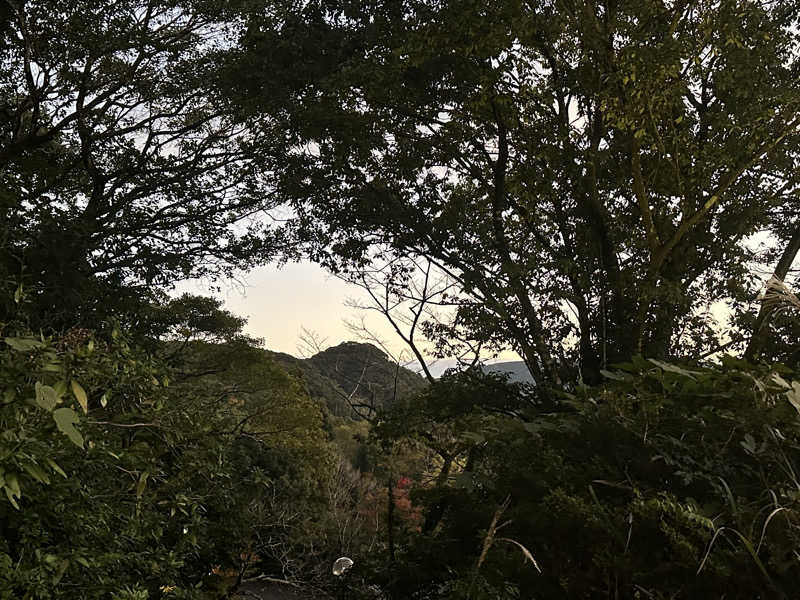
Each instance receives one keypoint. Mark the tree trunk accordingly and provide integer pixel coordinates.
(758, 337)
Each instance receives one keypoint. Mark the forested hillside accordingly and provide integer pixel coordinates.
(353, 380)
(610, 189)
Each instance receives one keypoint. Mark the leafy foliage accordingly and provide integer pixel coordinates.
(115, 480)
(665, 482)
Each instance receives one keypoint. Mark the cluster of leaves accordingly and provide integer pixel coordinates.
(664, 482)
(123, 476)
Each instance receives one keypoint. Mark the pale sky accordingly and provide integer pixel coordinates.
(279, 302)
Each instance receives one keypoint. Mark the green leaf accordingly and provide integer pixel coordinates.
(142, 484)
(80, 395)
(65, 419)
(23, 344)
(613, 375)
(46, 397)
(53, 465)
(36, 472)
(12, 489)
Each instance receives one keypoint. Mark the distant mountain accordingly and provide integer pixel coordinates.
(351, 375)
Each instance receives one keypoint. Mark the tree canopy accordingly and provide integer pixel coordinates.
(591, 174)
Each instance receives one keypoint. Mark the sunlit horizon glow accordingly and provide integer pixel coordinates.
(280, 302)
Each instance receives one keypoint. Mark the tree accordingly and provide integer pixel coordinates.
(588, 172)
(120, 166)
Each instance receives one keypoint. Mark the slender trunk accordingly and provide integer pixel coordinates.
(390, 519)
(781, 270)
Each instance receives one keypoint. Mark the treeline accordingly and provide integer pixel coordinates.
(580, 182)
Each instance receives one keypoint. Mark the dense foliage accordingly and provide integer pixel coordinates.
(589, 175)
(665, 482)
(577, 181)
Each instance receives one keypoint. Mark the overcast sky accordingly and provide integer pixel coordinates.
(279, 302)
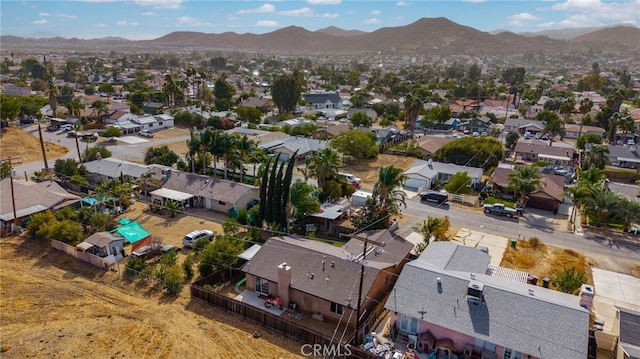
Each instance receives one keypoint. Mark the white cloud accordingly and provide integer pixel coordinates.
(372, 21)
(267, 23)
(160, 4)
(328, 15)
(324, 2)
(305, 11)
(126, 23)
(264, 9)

• • • • • • •

### TASK PROMPT
Convert the lines, from the line containing "Each instance receives one keypoint. Mark the dense" through the last line, into a JSON list of strings with one string per line. Omit blank lines and the pictures.

### RESPONSE BELOW
[
  "Each instance receives one keypoint. Mark the dense foliage accordingly and provide integer pixel coordinates.",
  "(589, 175)",
  "(665, 482)",
  "(577, 181)",
  "Each instance receives one keypoint. Mark the overcast sky accordingly and provide integer pixel coordinates.",
  "(279, 302)",
  "Each instance receives one keypoint. Mark the white cloud accordingly and provide integer pixel coordinates.",
  "(372, 21)",
  "(267, 23)",
  "(160, 4)",
  "(328, 15)",
  "(324, 2)",
  "(305, 11)",
  "(126, 23)",
  "(264, 9)"
]